• Your task: Reproduce all of the entries below word for word.

——

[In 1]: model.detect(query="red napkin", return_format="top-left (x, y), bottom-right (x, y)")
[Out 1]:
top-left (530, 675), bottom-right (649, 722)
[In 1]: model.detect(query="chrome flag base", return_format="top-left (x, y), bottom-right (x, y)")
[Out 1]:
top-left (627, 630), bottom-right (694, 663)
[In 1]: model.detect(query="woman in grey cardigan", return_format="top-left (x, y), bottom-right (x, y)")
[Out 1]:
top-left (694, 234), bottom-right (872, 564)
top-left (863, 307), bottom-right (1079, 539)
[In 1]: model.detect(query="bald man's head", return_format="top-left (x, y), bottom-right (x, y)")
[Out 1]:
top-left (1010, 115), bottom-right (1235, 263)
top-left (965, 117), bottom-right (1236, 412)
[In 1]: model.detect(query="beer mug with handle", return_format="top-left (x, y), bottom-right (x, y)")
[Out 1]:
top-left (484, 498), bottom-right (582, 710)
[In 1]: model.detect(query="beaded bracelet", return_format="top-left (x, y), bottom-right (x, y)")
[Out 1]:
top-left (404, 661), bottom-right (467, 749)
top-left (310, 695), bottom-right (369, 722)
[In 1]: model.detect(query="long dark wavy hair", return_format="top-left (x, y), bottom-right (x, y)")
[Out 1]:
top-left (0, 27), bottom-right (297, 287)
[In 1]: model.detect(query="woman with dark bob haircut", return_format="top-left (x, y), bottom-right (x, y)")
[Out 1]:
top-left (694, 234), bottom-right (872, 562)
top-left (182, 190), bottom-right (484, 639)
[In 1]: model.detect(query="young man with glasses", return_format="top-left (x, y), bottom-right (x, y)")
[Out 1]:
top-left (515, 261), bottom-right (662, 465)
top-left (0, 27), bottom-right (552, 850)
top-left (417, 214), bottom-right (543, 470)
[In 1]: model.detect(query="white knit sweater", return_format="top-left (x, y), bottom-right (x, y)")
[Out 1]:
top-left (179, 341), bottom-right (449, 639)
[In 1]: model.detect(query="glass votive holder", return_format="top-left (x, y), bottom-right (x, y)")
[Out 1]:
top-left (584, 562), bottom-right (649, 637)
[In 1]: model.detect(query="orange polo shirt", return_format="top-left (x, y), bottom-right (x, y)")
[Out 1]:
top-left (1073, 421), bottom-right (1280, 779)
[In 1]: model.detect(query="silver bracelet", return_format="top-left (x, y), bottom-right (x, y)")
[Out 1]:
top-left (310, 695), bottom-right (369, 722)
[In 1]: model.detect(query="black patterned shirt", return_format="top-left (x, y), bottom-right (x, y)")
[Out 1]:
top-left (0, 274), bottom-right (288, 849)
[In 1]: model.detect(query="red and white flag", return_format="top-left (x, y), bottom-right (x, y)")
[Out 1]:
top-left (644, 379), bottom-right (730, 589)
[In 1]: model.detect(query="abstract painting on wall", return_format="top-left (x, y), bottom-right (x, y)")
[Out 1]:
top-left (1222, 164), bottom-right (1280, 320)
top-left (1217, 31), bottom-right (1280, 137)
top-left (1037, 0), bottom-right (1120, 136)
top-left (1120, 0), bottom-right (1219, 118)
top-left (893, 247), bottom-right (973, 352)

——

• Answer to this problem:
[In 1]: model.detect(query="red napkin", return_format="top-left (x, y), bottom-right (x, y)")
[Out 1]:
top-left (530, 675), bottom-right (649, 722)
[In 1]: model.detect(query="chrome flag base", return_format="top-left (x, y), bottom-right (x, y)")
[Out 1]:
top-left (627, 630), bottom-right (694, 663)
[In 1]: model.detect(query="woman in grey cardigan", return_format="top-left (x, y), bottom-right (x, y)")
[Out 1]:
top-left (694, 234), bottom-right (872, 564)
top-left (863, 307), bottom-right (1079, 539)
[In 1]: model.detect(query="bald man's head", return_format="top-left (x, y), bottom-right (x, y)")
[Out 1]:
top-left (1010, 115), bottom-right (1235, 263)
top-left (965, 117), bottom-right (1236, 412)
[In 1]: model.detect(query="beer mug with handle", return_format="top-left (x, y), bottom-right (x, y)")
[Out 1]:
top-left (484, 498), bottom-right (582, 710)
[In 1]: model.detect(query="beaded bracelet", return_format="top-left (x, y), bottom-right (x, y)")
[Out 1]:
top-left (404, 661), bottom-right (467, 749)
top-left (310, 695), bottom-right (369, 722)
[In 1]: model.detect(query="long dark wavy hair", return_format="top-left (x, y), bottom-right (x, y)")
[Out 1]:
top-left (0, 27), bottom-right (297, 287)
[In 1]: model.detect(query="woman with dark bob haircut", return_format="top-left (x, y), bottom-right (x, y)")
[Out 1]:
top-left (694, 234), bottom-right (872, 562)
top-left (182, 190), bottom-right (484, 639)
[In 1]: model.detect(query="young man with glasses", return_format="top-left (x, y), bottom-right (x, y)")
[Out 1]:
top-left (515, 261), bottom-right (662, 465)
top-left (0, 27), bottom-right (552, 850)
top-left (417, 214), bottom-right (543, 470)
[In 1]: model.detect(query="white knit sweater", return_format="top-left (x, y), bottom-right (x, y)")
[Out 1]:
top-left (179, 341), bottom-right (449, 639)
[In 1]: model.detect(query="glass votive holder", return_format="top-left (x, y), bottom-right (x, y)")
[Out 1]:
top-left (584, 562), bottom-right (649, 637)
[In 1]: model.detect(query="orange polo shirt", return_format="top-left (x, y), bottom-right (x, y)")
[Out 1]:
top-left (1073, 421), bottom-right (1280, 779)
[In 1]: model.detect(query="silver bracelet", return_format="top-left (x, y), bottom-right (x, y)")
[Out 1]:
top-left (310, 695), bottom-right (369, 722)
[In 1]: model.detect(query="black patterned shirt", return_format="top-left (x, y), bottom-right (x, y)")
[Out 1]:
top-left (0, 274), bottom-right (288, 849)
[In 1]: model.detect(query="red and white flag", return_format="top-left (x, y), bottom-right (x, y)")
[Out 1]:
top-left (644, 379), bottom-right (730, 589)
[In 1]: model.detect(query="abstract painting on wall", return_format="top-left (x, y), bottom-right (x, y)")
[Out 1]:
top-left (1222, 164), bottom-right (1280, 320)
top-left (1217, 31), bottom-right (1280, 137)
top-left (1037, 0), bottom-right (1120, 136)
top-left (1120, 0), bottom-right (1219, 118)
top-left (893, 247), bottom-right (973, 352)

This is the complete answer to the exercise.